▽

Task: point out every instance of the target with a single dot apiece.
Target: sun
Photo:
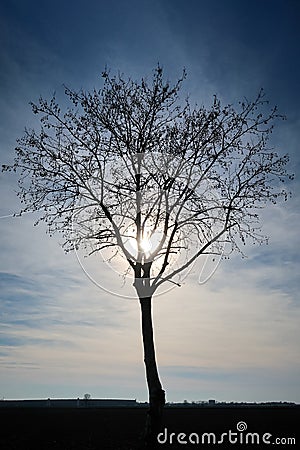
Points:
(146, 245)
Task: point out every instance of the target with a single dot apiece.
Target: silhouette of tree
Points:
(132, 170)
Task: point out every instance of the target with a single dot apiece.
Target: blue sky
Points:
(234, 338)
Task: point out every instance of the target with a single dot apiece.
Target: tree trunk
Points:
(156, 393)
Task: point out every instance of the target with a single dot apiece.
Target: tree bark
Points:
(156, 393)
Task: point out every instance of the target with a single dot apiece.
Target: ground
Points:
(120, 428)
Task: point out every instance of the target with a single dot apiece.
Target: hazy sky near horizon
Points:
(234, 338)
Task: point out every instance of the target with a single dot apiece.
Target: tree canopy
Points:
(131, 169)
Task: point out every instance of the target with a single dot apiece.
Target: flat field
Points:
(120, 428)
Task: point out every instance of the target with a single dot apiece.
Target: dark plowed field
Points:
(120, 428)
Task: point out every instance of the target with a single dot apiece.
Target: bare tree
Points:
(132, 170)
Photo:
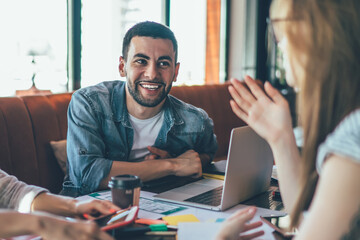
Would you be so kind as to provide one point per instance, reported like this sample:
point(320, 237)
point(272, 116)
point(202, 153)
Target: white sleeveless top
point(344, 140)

△

**What to do:** In the entries above, copy each line that contains the string "field".

**Result of this task:**
Target: flat field
Target: dark plowed field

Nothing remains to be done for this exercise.